EXERCISE DESCRIPTION -> Omit all images, then return the remaining material exactly as it stands.

+ + + +

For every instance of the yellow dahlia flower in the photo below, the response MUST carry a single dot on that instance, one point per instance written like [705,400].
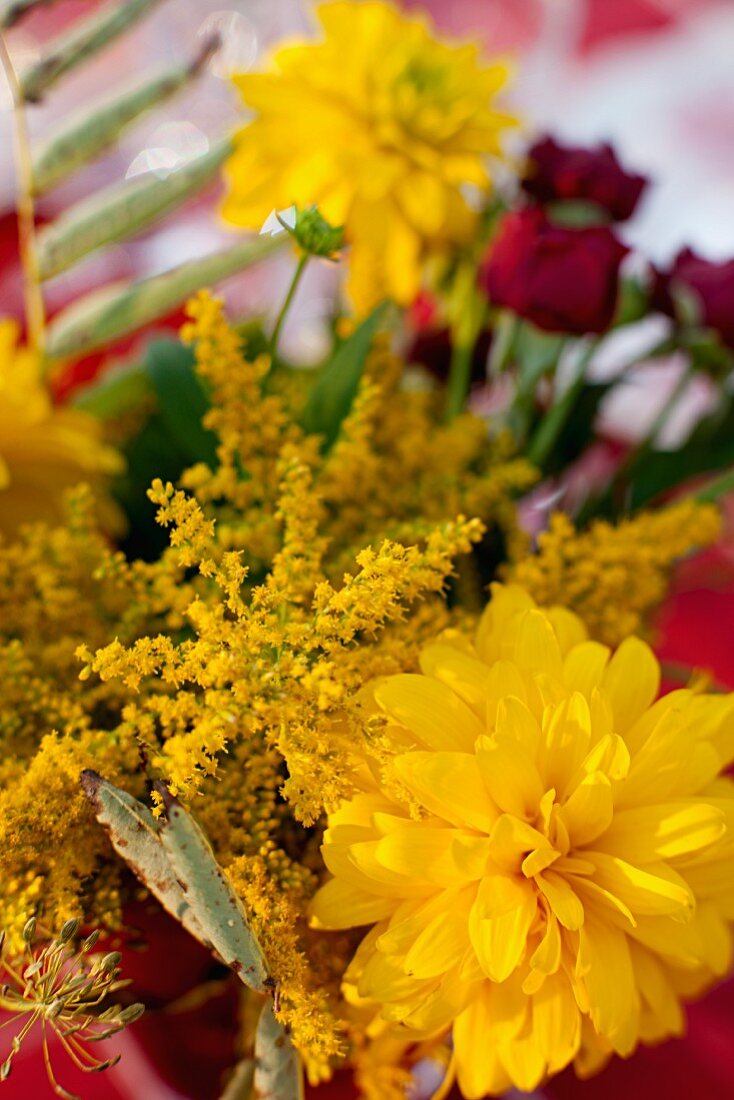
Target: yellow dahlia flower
[44,449]
[381,125]
[547,856]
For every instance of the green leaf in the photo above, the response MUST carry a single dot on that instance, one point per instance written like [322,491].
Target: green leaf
[504,332]
[89,132]
[578,213]
[174,859]
[536,353]
[86,37]
[336,387]
[117,392]
[182,400]
[633,304]
[116,310]
[278,1075]
[11,11]
[217,908]
[134,835]
[709,449]
[121,210]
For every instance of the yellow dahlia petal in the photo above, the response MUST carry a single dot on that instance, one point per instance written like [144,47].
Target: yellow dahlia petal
[464,674]
[444,942]
[441,857]
[561,898]
[648,890]
[537,646]
[583,667]
[510,776]
[450,785]
[590,810]
[571,880]
[479,1069]
[557,1022]
[430,711]
[631,681]
[605,968]
[666,831]
[499,933]
[338,904]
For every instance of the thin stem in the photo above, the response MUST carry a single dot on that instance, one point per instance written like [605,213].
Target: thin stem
[644,448]
[286,305]
[555,420]
[459,378]
[615,490]
[714,490]
[35,314]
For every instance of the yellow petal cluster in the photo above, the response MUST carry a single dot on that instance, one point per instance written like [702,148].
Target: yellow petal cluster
[614,575]
[545,858]
[287,585]
[382,125]
[44,449]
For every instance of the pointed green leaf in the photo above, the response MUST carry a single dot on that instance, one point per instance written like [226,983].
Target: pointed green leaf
[336,387]
[218,910]
[87,133]
[278,1074]
[117,310]
[122,210]
[134,835]
[117,392]
[86,37]
[182,402]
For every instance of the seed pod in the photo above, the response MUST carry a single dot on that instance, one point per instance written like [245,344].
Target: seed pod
[68,931]
[110,960]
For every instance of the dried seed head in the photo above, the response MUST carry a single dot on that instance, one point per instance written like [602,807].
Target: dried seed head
[68,931]
[131,1013]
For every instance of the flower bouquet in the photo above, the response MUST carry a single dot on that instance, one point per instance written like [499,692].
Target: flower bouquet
[346,741]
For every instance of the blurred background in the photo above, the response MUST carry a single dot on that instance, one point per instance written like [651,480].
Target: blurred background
[652,76]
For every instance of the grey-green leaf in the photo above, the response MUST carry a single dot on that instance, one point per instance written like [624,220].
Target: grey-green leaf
[332,394]
[278,1074]
[123,209]
[87,133]
[11,11]
[134,835]
[218,910]
[116,310]
[86,37]
[117,392]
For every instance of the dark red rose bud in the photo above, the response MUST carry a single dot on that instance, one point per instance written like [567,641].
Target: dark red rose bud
[563,173]
[561,279]
[710,284]
[431,349]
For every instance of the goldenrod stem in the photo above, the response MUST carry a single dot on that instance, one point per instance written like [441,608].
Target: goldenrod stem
[35,314]
[457,391]
[286,305]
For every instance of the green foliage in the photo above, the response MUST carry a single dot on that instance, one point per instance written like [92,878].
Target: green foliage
[336,387]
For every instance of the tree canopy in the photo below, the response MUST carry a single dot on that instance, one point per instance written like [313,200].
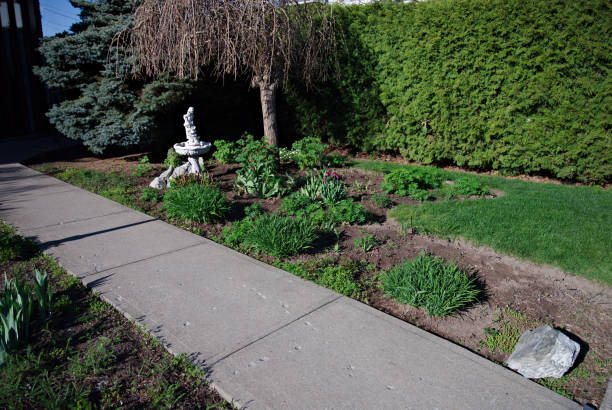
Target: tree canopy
[264,40]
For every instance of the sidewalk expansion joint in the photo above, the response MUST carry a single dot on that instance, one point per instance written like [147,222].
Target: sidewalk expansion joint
[90,273]
[210,365]
[72,221]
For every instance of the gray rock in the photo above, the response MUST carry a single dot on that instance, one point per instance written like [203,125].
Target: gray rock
[158,183]
[543,352]
[181,170]
[167,173]
[162,180]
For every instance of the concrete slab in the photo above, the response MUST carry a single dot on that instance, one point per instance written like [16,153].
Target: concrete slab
[96,244]
[348,355]
[21,183]
[209,300]
[27,212]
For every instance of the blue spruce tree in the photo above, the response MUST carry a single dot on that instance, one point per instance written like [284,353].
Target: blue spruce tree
[102,105]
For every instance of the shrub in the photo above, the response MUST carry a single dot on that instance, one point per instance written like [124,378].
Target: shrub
[441,289]
[309,152]
[469,186]
[281,235]
[536,99]
[332,190]
[348,211]
[339,278]
[413,182]
[143,168]
[235,235]
[253,210]
[312,187]
[196,203]
[225,151]
[150,195]
[190,179]
[295,202]
[366,243]
[381,200]
[173,159]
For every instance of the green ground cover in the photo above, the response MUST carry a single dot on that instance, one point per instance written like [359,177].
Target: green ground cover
[562,225]
[83,354]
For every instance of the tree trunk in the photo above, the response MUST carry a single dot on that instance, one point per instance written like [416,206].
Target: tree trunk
[267,94]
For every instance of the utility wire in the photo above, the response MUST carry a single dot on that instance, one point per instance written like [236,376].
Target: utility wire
[59,14]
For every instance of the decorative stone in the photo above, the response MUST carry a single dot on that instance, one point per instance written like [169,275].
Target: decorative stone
[543,352]
[181,170]
[193,148]
[162,180]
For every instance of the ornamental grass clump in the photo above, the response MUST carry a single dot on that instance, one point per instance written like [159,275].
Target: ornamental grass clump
[441,289]
[281,235]
[196,203]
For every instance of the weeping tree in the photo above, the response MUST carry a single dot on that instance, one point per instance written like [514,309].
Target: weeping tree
[265,40]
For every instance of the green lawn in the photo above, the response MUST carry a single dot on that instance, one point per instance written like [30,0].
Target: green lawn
[566,226]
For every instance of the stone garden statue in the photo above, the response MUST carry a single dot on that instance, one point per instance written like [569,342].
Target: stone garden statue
[193,148]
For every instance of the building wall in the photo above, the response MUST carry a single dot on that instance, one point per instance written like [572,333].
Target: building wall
[22,97]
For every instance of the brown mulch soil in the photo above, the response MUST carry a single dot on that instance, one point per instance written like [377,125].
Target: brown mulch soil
[582,308]
[138,371]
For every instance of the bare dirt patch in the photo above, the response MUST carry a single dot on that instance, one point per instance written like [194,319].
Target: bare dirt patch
[583,309]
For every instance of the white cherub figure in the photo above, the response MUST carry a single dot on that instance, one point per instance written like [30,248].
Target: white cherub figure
[192,136]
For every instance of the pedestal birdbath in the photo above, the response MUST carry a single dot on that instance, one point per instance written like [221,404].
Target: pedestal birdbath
[193,148]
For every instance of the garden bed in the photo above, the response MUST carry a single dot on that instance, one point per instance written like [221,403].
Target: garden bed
[514,294]
[88,355]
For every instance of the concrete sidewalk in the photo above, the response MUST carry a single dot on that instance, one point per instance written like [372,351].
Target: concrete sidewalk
[267,338]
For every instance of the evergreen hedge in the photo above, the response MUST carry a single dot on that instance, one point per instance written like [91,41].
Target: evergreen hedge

+ + + +

SOLUTION ->
For every instance of the yellow dahlia flower in the photo below, the response MUST carry a single dot on that instance, one point per instance written like [705,400].
Target: yellow dahlia flower
[44,449]
[381,125]
[547,856]
For every instance of the green leaf in the photo above, the response MUST carry a single dot on that instance, one point per instance written like [322,491].
Target: green leaf
[504,332]
[89,132]
[578,213]
[174,859]
[536,353]
[86,37]
[336,387]
[117,392]
[182,400]
[633,304]
[116,310]
[278,1075]
[11,11]
[217,908]
[134,835]
[709,449]
[121,210]
For every instance of the yellow dahlia petal in the photo above, the response MUST carry a single dot on that instance, one point per instance written like [144,47].
Target: yellow dahlia petal
[464,674]
[444,942]
[441,857]
[561,898]
[648,890]
[537,646]
[583,667]
[510,776]
[450,785]
[590,810]
[571,880]
[479,1069]
[557,1022]
[430,711]
[631,681]
[605,968]
[666,831]
[499,933]
[338,904]
For every instance of the thin stem in the photo above, the response MUST carry a single dot on that instance, one point per instance written like [605,213].
Target: thin stem
[644,448]
[286,305]
[555,420]
[459,378]
[615,490]
[714,490]
[35,314]
For every instance of the yellow petal cluster in the photo above, the response MUST carry a single dot on that instance, one point per instance written like [702,148].
Target: yellow petal cluster
[614,575]
[545,858]
[287,585]
[382,125]
[44,449]
For every instance of the pointed green leaf in the photo above, the response MUST carry a single dot on that instance, one point per instance written like [226,983].
Target: pointed green leaf
[336,387]
[218,910]
[87,133]
[278,1074]
[117,310]
[122,210]
[134,835]
[117,392]
[86,37]
[182,402]
For every instance of the seed pod in the photo above, the response MUST carry a single dot on that instance, one point per instance written like [245,344].
Target: seed pod
[68,931]
[110,960]
For every instance of the dried seed head in the photo above, the response MUST carry a single dot on that instance, one point per instance written like [602,807].
Target: dried seed head
[68,931]
[131,1013]
For every instance of the flower bouquet in the photo above, the response MUST carry a single dot on that instance, one point per instance written like [499,692].
Target: flower bouquet
[346,741]
For every instance of the blurred background in the photo above, the response MUST carry a single dot on that instance, one point per instance written like [651,480].
Target: blurred background
[652,76]
For every instance of the grey-green leaf in the photo above, the response MUST carry a single dot on that instance, one point per instance written like [624,220].
Target: grey-green leaf
[332,394]
[278,1074]
[123,209]
[87,133]
[11,11]
[134,835]
[218,910]
[116,310]
[86,37]
[117,392]
For every instance of the dark red rose bud in the photo above, the response MUST carry a single dot on that instance, one point per instance written like [567,641].
Target: dark red rose bud
[563,173]
[561,279]
[710,284]
[431,349]
For every instance of the goldenrod stem in the photo above, the response MUST carry a single dot on that instance, one point per instance written like [441,608].
Target: goldenrod stem
[35,314]
[457,391]
[286,305]
For every instance of the green foliage in the photo above, the response MUST carry a single dot on that instance, one point per instance written like [92,878].
Target: green foliage
[336,387]
For every instance of the tree canopy in the photo below, the response MUST carry a single dot on that instance, one point per instance written like [313,200].
Target: tree canopy
[264,40]
For every instance of the sidewalk expansion joint in the photo above, the response MUST carry a single dot on that instance, one point per instance written like [147,222].
Target: sidewalk expansion joint
[90,273]
[210,365]
[72,221]
For every instance of the gray rock in the photo above, the response MUST carry a single dot on that instance, one point per instance written like [203,125].
Target: gray rock
[158,183]
[543,352]
[181,170]
[167,173]
[162,180]
For every instance of the concrete slab in the photo above, the response MUST carry a single dot on that instance, one point per instance written like [16,153].
Target: concrete slab
[96,244]
[348,355]
[21,183]
[209,300]
[27,212]
For every instance of the blue spruce tree in the photo above, the response MUST carry a single dot on that instance, one point per instance written like [284,353].
Target: blue spruce tree
[102,105]
For every instance of the shrub in the photo above, the response MUST carry a single dot on that instance, one point per instance written like [124,378].
Target: shrub
[441,289]
[309,152]
[469,186]
[281,235]
[536,99]
[332,190]
[348,211]
[339,278]
[413,182]
[143,168]
[235,235]
[253,210]
[312,187]
[196,203]
[225,151]
[150,195]
[190,179]
[295,202]
[366,243]
[381,200]
[173,159]
For every instance of the green ground cover in the photo above, the response MUST carry a single dot on that instance, one point per instance written like [359,177].
Target: green ground cover
[562,225]
[83,354]
For every instance of the tree trunk in the photo above, the response MUST carry a single dot on that instance, one point per instance written like [416,206].
Target: tree trunk
[267,94]
For every instance of the utility wire in the photo above, the response MUST carry a single dot on that instance, one point per instance written like [236,376].
Target: utility wire
[59,14]
For every instance of the decorative stone in the photo above, the response MUST carry a single dot on that instance, one point per instance written like [169,275].
Target: decorative stone
[543,352]
[181,170]
[193,148]
[162,180]
For every instance of the ornamental grass clump in the photo above, the response MUST carry a single dot on that instance, one point per instance written like [159,275].
Target: ornamental grass clump
[441,289]
[281,235]
[196,203]
For every instance of the weeping tree in the photo above, the response MUST carry a single dot on that instance, one point per instance written like [514,309].
Target: weeping tree
[265,40]
For every instance of the green lawn in the photo above, the response MUST carry a single dot on that instance, one point per instance written like [30,0].
Target: green lawn
[566,226]
For every instance of the stone garden statue in the photo above, the response MUST carry a single dot on that instance, one point per instance written like [569,342].
Target: stone garden statue
[193,148]
For every instance of the building wall in the photo above, the response MUST carry a single dot on that instance, one point per instance written like [572,333].
Target: building wall
[22,97]
For every instance of the brown mulch soil in the photo above, the response MUST carry a single dot on that instance, one point per instance written like [377,125].
Target: brown mulch soil
[582,308]
[138,371]
For every instance of the bare dirt patch in the photo above, the response MUST carry a single dot on that instance, one point per instance written like [194,319].
Target: bare dirt patch
[583,309]
For every instance of the white cherub figure in the photo above, the response MUST carry a single dot on that instance, one point per instance written like [30,248].
Target: white cherub figure
[192,136]
For every instance of the pedestal birdbath in the photo above, the response MUST carry a single dot on that instance, one point per instance written like [221,404].
Target: pedestal birdbath
[193,148]
For every instance of the garden bed in the photo above, the response MUST carry a single dot on that instance, one point per instance written like [221,403].
Target: garden bed
[514,294]
[88,355]
For every instance of the concrete sidewalk in the photo above, the response MUST carry a single dot on that instance, one point per instance written like [372,351].
Target: concrete sidewalk
[267,338]
For every instance of the evergreen hedge in the photo above, the response MUST carry a single dot on that instance, one point per instance written like [91,41].
Target: evergreen hedge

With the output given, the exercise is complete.